◆ **TEXT FOR ANALYSIS**
[Start of section]
All I have ever wanted is a revival of the romantic, gothic thriller, and thanks to the incredible success of Silvia Moreno-Garcia’s Mexican Gothic, I may have finally gotten my wish. 2022 is replete with creepy tales of degenerate families in crumbling manors, and Mayquist’s is one of the most promising of the lot. In this modern take on the subgenre, med school dropout Lena takes a job as an assistant to the rich and powerful Verdeau family. But when she learns that they are the ones ultimately responsible for her family’s poverty, she decides to get revenge.
[End of section]
◆ **SOURCE MATERIAL**
[Start of section]
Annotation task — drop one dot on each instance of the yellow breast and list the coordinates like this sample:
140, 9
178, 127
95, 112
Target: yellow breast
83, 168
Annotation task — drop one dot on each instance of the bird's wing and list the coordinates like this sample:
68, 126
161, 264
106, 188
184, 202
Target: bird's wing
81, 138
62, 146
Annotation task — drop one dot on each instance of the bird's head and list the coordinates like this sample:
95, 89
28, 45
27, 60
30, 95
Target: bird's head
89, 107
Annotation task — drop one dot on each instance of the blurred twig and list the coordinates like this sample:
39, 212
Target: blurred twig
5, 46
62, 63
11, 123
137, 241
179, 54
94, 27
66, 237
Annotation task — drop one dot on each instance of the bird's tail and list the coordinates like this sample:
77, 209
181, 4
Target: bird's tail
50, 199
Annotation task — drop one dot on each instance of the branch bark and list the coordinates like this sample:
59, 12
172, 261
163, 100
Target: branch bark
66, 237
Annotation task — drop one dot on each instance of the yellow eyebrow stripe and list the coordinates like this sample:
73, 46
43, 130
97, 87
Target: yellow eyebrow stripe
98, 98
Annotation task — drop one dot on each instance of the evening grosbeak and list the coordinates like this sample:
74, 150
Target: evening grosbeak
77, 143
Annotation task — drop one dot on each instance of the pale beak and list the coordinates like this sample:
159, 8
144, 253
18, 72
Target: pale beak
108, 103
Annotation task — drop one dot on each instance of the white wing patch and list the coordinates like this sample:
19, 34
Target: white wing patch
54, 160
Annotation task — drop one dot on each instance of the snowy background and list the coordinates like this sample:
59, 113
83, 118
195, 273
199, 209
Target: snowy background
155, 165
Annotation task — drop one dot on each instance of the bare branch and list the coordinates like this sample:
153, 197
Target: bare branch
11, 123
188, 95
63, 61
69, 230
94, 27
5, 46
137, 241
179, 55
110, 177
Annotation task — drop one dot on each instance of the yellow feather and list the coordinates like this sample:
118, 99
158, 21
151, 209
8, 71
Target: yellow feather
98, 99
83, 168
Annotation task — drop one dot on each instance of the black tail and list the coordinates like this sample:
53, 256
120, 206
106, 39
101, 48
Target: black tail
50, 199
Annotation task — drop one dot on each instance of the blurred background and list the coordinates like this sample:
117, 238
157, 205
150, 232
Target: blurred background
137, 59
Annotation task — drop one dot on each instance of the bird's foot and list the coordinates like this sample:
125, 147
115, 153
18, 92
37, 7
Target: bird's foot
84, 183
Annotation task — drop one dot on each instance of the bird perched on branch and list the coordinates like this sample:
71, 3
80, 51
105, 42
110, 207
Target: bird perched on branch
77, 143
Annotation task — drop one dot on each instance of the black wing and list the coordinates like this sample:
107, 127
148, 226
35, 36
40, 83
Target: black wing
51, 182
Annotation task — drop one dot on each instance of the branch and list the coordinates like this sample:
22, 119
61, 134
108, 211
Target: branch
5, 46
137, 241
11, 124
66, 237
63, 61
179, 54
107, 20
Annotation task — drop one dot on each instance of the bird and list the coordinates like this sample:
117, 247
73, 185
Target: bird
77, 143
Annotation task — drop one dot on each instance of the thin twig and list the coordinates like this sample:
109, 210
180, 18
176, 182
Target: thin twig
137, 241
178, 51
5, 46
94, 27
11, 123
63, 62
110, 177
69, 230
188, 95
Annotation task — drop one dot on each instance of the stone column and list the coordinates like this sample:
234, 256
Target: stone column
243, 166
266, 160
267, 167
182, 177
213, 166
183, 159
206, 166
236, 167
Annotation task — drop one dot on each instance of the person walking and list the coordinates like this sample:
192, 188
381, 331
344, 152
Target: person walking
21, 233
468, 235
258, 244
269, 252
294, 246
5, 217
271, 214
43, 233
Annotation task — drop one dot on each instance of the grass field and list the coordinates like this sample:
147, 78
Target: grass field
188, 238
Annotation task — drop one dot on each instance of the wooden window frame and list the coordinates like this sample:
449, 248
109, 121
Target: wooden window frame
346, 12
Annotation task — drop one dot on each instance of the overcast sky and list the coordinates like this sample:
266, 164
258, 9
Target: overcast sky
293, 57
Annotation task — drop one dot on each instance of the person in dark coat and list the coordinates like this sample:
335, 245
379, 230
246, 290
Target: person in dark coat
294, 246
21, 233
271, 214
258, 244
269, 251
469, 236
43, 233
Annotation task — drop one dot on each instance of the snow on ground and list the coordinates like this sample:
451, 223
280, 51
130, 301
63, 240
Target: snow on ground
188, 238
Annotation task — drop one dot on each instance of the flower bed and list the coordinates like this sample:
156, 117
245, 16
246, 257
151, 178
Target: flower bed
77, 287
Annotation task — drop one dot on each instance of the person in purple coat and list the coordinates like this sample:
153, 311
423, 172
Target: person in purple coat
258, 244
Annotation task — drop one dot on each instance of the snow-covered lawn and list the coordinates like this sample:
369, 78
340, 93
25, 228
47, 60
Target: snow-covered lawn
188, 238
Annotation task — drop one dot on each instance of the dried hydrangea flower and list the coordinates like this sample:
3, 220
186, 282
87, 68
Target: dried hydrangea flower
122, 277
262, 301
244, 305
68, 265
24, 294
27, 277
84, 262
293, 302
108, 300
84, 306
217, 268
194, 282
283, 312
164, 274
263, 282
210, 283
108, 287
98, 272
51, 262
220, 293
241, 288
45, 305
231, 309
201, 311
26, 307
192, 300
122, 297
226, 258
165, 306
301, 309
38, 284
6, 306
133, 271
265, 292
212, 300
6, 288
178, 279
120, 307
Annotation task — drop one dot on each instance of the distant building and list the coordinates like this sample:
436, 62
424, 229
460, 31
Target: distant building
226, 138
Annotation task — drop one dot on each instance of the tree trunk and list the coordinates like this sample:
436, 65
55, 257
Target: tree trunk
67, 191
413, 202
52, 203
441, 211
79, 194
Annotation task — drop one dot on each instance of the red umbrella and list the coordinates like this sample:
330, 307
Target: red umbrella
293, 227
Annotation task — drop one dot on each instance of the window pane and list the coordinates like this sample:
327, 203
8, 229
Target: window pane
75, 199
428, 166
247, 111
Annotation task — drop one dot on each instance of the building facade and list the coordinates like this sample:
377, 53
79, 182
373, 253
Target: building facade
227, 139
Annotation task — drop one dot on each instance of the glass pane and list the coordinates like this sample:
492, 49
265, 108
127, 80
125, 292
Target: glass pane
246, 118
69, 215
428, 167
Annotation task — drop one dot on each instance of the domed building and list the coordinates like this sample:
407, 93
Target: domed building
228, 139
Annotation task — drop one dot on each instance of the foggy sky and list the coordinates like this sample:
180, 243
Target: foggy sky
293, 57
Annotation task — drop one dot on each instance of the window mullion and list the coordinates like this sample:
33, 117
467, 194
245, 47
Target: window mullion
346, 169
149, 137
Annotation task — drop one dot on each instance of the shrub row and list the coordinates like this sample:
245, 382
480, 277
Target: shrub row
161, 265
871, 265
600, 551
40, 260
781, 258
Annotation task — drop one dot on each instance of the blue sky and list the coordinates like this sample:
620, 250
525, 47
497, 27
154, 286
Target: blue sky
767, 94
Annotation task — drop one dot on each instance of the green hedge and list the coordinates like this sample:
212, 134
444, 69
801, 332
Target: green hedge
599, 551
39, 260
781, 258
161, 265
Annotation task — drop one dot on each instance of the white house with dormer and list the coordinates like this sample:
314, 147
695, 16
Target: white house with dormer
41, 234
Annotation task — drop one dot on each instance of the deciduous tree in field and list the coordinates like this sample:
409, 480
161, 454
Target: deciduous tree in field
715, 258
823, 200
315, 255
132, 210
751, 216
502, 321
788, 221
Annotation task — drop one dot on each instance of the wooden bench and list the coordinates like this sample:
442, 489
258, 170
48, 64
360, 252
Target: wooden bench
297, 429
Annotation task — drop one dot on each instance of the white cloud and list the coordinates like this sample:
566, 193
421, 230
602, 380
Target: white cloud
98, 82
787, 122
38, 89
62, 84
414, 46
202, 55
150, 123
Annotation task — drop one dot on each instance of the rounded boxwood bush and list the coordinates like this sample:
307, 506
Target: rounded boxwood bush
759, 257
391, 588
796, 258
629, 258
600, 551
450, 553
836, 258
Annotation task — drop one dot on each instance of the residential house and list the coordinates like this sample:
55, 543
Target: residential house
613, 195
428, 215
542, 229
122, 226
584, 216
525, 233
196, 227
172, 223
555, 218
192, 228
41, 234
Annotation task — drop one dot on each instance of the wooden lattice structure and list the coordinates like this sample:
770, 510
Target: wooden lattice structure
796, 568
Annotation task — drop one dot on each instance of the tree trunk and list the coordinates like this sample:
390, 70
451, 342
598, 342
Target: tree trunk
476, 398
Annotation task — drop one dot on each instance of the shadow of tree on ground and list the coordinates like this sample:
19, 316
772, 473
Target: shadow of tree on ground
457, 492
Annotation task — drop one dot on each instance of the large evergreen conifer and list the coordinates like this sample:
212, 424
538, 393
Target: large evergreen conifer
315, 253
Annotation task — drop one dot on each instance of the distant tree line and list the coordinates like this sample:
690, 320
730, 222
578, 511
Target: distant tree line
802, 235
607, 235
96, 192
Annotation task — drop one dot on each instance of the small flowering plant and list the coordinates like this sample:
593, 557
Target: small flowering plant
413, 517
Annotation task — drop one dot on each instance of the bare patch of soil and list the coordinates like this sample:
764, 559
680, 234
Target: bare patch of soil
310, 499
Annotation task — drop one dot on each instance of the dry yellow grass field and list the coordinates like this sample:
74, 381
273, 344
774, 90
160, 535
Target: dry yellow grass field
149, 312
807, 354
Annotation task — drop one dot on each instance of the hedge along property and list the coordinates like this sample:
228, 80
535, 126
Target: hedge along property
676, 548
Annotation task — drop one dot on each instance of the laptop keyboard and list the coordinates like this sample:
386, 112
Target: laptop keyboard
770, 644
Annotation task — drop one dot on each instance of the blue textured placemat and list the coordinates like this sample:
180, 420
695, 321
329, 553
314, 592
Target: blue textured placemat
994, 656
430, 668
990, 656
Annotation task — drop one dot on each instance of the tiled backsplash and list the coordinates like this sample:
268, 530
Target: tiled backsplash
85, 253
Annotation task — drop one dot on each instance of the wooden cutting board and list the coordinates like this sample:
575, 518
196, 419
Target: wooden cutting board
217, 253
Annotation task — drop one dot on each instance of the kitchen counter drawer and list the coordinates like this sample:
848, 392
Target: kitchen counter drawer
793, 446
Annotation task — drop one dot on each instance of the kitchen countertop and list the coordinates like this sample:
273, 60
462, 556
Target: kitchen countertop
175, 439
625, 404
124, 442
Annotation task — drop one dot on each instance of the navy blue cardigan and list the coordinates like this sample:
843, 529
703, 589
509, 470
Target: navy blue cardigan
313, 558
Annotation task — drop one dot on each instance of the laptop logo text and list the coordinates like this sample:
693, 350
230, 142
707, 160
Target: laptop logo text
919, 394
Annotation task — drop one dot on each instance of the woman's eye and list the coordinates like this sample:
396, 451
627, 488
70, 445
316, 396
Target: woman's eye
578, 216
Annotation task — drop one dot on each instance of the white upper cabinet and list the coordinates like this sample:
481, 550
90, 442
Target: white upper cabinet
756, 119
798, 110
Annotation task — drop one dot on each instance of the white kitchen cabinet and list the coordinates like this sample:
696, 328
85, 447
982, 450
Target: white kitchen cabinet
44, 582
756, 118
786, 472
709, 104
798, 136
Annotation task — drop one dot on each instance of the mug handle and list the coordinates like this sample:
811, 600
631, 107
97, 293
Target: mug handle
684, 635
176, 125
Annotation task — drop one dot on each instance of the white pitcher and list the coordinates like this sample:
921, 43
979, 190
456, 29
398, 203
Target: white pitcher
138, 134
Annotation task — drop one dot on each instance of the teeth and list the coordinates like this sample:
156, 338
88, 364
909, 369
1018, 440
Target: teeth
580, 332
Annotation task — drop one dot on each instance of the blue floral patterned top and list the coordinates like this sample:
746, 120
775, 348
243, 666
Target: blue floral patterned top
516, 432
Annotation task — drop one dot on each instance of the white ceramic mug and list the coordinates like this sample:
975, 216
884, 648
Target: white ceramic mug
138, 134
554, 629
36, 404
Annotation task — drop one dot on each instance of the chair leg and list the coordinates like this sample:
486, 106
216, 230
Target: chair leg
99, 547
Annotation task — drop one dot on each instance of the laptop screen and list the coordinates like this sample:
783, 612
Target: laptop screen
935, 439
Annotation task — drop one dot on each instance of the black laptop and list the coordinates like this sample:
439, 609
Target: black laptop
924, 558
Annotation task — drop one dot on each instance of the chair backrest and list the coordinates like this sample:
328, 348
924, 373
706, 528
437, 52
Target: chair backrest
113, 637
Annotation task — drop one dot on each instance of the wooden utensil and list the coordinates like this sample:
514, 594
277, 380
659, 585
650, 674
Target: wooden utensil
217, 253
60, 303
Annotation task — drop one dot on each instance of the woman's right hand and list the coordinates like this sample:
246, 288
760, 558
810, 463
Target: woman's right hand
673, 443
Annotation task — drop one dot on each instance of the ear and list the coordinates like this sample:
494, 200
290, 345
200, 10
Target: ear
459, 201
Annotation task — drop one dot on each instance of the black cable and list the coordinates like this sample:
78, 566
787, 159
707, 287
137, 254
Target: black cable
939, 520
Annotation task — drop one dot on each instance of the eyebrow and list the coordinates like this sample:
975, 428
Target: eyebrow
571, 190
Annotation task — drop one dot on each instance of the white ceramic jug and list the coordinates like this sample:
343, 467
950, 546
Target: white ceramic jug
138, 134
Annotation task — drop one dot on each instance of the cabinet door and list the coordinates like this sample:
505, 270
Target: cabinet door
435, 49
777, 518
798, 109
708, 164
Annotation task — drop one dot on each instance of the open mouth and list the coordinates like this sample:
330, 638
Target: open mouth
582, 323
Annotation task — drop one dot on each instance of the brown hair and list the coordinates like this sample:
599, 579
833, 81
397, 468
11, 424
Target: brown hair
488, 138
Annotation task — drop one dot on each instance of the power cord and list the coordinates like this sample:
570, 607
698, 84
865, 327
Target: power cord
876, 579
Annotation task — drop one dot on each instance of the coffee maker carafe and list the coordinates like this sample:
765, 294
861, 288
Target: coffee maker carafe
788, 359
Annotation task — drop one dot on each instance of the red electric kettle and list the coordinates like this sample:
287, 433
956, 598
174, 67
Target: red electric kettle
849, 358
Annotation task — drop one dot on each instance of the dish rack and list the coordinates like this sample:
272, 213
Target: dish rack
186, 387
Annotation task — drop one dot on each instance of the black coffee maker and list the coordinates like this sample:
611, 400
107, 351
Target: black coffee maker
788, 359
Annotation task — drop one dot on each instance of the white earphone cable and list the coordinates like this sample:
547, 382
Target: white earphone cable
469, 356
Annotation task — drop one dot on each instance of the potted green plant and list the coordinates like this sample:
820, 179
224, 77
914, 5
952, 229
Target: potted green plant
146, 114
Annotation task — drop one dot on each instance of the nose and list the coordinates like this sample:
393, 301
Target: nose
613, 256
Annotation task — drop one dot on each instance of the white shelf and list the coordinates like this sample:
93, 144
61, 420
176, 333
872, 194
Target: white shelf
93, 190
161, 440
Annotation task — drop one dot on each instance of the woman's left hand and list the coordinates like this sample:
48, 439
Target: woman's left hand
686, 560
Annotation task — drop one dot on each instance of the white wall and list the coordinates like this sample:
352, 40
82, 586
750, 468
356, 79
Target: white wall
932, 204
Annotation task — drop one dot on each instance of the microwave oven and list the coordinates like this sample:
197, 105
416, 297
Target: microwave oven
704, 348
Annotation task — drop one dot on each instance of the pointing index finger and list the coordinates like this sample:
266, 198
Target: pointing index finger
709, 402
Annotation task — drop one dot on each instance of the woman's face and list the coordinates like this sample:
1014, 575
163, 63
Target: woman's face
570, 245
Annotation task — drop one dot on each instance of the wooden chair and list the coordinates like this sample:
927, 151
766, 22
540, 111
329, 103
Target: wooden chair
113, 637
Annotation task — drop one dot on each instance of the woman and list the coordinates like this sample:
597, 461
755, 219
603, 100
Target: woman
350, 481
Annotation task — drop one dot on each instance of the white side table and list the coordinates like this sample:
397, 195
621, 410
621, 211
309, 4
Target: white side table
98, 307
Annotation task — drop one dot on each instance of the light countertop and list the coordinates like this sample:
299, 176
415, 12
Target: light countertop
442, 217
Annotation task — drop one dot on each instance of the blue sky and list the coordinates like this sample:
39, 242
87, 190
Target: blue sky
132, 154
[End of section]
◆ **EXERCISE PROMPT**
Decide whether each statement below agrees with the text about the gothic thriller, and answer yes or no along with the exact words from it that settle the matter.
(a) Lena finished medical school before taking her new job.
(b) Lena goes to work as an assistant to the Verdeau family.
(c) Lena seeks revenge after learning that the Verdeau family caused her family's poverty.

◆ **ANSWER TO THE PROBLEM**
(a) No: "med school dropout Lena"
(b) Yes: "takes a job as an assistant to the rich and powerful Verdeau family"
(c) Yes: "when she learns that they are the ones ultimately responsible for her family’s poverty, she decides to get revenge"